- TEXT FOR ANALYSIS

**********

1. Trapping Ignores the Attractants

There are three possible reasons that a wild animal is inhabiting your property: food, water, shelter (a.k.a. the attractants). It is one or more of these attractants that is luring wildlife to your property. The problem with trapping is that it removes the animal but not the attractant; providing a temporary fix, at best. And, because all wild animals are territorial, the vacancy created by the animals who were trapped and removed will quickly be filled by transient animals drawn to the same attractants. The only way to keep unwanted animals from inhabiting or continually accessing your property is by removing the attractant and/or removing access to the attractant - and by implementing effective and appropriate eviction and exclusion measures.

Once you start trapping, it will never end. Because trappers continually ignore the attractant, they never resolve your wildlife conflict. You will find yourself calling a local trapper again and again and again, spending thousands of dollars a year in an endless cycle. Effective, long-term wildlife control focuses entirely on removing the attractant and/or removing access to the attractant and employing appropriate eviction and exclusion measures.

2. Trapping Destroys Families and Orphans Babies

The #1 threat to young wildlife is trapping. Trapping makes orphans out of countless babies and juveniles whose chances of survival are virtually eliminated without their mothers. When mothers are trapped and killed, or trapped and relocated, their young are left hungry and helpless and will almost certainly die from starvation, dehydration, sickness, or predators.

One of the key components of humane wildlife control is taking the responsible and ethical approach to evicting denning/nesting mothers and babies. Eviction measures powerfully persuade the mother to remove and relocate her young. Once the family has vacated the den/nest, we will implement exclusion measures to prevent animals from denning/nesting there again.

3. Trapping Removes Nature's Best Wildlife Controllers

The presence of wild animals can be extremely beneficial to you and your property. Oftentimes when you evict or trap an animal, you are removing nature’s most effective wildlife controller. Many of the so-called nuisance animals who are evicted or removed are prolific predators who control a wide variety of much less desirable animals that would otherwise proliferate and infest your property. In addition, many wild animals are nature’s “sanitation workers,” curtailing the spread of disease by consuming dangerous pathogens before they reproduce and spread, potentially infecting you, your family or your companion animals.

4. Trappers Often Use Cruel Methods of "Disposal"

Not only are trappers’ trapping methods unregulated in Florida, but their killing methods are also unregulated. But isn’t it illegal for trappers to kill animals inhumanely? Yes, it is, but who’s watching?

**********

Saved entries:
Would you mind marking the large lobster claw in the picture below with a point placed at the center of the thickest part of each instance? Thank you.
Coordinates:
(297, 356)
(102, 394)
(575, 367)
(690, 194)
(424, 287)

**********

- WORK TO BE COMPLETED
Which three attractants does the text on wildlife trapping name as the possible reasons a wild animal is inhabiting a property?

- ANSWER TO THE EXERCISE
Food, water, and shelter.